## START MATERIAL SHOWN
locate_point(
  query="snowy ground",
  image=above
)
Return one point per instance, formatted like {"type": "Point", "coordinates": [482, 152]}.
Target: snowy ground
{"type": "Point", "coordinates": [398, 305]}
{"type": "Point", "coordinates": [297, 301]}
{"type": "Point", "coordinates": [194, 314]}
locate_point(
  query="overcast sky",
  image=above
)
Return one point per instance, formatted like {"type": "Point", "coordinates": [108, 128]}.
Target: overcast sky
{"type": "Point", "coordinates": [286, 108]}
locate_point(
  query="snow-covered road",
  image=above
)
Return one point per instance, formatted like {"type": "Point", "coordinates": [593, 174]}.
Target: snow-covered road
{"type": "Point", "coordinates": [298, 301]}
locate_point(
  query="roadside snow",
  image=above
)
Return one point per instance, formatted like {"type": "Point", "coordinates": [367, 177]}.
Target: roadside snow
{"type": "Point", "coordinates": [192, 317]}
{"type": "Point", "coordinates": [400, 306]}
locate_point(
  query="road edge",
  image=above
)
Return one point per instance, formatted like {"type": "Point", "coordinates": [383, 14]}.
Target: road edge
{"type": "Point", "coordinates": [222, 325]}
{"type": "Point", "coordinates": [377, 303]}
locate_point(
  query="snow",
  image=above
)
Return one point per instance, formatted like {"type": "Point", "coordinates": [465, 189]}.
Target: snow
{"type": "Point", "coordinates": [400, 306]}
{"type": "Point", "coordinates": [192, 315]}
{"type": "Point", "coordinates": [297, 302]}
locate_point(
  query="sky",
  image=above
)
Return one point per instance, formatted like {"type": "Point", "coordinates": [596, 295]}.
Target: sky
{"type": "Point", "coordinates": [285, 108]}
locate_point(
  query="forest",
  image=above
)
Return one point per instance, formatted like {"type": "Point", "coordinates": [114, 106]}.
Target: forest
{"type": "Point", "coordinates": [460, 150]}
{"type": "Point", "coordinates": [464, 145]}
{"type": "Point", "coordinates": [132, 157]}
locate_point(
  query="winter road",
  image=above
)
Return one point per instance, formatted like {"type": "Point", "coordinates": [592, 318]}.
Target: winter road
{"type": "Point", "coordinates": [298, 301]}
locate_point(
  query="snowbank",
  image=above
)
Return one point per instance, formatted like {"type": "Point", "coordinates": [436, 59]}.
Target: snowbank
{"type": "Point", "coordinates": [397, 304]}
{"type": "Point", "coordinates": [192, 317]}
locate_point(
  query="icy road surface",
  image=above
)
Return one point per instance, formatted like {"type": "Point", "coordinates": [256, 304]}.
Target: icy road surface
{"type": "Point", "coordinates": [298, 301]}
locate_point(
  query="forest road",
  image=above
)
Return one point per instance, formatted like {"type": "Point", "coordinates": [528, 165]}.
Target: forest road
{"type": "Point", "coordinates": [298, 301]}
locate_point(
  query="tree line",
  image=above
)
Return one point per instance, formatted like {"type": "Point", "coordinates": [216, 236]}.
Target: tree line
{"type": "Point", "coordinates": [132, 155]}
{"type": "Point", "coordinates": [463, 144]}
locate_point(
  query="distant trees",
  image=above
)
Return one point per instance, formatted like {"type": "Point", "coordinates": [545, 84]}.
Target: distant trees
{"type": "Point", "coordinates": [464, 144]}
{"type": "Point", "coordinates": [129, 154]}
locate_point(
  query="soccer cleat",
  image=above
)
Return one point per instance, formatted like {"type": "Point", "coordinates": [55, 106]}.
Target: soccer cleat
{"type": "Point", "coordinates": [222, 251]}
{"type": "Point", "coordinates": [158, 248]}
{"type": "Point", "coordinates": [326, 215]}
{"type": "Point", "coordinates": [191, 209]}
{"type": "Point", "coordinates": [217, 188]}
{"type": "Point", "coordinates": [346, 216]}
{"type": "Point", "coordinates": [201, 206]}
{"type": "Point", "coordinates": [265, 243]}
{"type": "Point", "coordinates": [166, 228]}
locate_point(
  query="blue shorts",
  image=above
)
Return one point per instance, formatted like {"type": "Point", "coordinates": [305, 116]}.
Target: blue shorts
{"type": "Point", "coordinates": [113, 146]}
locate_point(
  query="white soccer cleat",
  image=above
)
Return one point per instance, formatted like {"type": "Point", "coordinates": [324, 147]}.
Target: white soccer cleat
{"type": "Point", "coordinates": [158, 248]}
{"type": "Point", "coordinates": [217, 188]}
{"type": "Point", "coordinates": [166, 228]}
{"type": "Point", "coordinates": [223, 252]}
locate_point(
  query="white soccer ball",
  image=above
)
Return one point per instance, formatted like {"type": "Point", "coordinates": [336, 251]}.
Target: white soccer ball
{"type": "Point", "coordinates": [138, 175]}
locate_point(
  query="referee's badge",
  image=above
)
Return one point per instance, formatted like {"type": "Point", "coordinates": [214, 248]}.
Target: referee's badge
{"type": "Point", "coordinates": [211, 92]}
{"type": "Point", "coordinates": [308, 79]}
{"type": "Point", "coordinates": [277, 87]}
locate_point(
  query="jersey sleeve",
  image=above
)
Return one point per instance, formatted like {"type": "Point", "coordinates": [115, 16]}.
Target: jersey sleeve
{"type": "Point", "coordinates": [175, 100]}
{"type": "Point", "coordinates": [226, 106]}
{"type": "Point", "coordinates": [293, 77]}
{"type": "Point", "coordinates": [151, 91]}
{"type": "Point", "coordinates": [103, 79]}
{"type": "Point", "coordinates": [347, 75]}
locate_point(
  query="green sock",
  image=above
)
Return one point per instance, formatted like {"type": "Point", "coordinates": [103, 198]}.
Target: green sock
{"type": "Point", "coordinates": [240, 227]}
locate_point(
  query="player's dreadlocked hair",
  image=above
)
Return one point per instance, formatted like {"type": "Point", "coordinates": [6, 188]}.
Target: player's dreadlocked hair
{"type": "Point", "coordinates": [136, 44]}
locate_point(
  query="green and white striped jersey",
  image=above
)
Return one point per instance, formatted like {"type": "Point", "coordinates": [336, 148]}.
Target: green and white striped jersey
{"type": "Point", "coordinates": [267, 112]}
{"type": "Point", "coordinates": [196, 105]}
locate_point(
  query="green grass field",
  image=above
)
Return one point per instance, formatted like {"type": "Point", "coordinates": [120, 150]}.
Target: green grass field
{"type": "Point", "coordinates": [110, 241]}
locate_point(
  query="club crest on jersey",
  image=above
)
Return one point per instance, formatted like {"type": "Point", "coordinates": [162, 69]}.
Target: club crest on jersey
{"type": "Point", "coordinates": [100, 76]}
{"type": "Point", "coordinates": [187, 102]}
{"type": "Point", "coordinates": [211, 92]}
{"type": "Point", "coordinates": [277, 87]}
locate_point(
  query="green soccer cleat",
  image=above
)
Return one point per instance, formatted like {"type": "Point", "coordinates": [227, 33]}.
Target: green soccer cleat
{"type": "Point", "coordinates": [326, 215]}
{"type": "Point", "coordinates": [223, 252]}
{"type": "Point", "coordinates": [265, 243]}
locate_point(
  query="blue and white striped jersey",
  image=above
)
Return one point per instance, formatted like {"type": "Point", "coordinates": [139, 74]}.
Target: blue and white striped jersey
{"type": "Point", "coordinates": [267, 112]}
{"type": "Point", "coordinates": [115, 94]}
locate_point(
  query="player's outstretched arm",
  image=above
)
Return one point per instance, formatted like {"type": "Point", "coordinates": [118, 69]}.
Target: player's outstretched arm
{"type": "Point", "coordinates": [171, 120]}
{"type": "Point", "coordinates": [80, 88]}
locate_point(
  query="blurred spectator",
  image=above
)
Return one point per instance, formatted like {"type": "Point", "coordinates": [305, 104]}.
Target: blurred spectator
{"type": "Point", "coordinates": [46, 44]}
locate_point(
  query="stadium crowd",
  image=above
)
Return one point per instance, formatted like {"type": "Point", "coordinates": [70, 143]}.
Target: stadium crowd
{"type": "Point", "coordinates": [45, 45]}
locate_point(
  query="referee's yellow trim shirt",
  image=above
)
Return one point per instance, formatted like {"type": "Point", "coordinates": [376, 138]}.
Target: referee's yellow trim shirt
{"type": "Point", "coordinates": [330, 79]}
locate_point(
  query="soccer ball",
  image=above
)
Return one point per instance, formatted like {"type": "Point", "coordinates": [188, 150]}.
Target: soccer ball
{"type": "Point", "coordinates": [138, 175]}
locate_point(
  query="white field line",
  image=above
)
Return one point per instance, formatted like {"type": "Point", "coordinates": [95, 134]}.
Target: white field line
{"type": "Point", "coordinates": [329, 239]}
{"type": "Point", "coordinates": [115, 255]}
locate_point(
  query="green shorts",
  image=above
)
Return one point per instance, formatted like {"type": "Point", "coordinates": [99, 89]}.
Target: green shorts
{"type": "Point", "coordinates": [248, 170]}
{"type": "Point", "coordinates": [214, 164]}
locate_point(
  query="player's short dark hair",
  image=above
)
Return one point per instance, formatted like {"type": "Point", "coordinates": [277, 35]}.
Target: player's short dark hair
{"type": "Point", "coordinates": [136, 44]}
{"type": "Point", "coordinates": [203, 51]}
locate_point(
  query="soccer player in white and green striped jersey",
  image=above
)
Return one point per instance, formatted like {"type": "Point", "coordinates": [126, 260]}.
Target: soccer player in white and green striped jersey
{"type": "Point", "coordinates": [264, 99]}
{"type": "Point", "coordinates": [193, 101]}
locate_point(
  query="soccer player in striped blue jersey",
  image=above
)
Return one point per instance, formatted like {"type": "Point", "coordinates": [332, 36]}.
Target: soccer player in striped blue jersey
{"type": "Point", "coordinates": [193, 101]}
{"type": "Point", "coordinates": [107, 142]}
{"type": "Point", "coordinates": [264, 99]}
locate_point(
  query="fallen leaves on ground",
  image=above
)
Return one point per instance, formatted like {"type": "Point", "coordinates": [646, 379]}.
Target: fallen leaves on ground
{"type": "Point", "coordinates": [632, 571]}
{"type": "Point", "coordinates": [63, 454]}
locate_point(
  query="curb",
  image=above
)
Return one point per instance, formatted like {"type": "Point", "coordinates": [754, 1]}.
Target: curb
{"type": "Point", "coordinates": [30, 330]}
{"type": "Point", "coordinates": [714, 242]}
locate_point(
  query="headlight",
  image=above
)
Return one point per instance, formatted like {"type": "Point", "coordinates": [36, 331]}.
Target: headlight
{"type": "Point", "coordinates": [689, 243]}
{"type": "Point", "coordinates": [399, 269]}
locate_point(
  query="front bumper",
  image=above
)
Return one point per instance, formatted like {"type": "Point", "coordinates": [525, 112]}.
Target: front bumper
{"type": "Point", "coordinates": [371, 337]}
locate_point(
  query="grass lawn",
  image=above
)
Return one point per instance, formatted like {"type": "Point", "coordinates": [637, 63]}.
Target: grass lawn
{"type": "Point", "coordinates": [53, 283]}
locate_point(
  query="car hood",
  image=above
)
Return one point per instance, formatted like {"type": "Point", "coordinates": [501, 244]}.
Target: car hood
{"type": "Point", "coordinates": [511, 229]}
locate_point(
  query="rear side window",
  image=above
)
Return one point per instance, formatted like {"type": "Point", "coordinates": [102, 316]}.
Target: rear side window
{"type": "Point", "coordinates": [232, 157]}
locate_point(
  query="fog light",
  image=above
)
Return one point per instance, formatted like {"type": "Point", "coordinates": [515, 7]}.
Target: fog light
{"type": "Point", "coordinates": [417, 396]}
## END MATERIAL SHOWN
### EXERCISE DIRECTIONS
Please count the lines of the entries above that contain the string "referee", treating case as significant, and give only that number.

### SOLUTION TO THE EXERCISE
4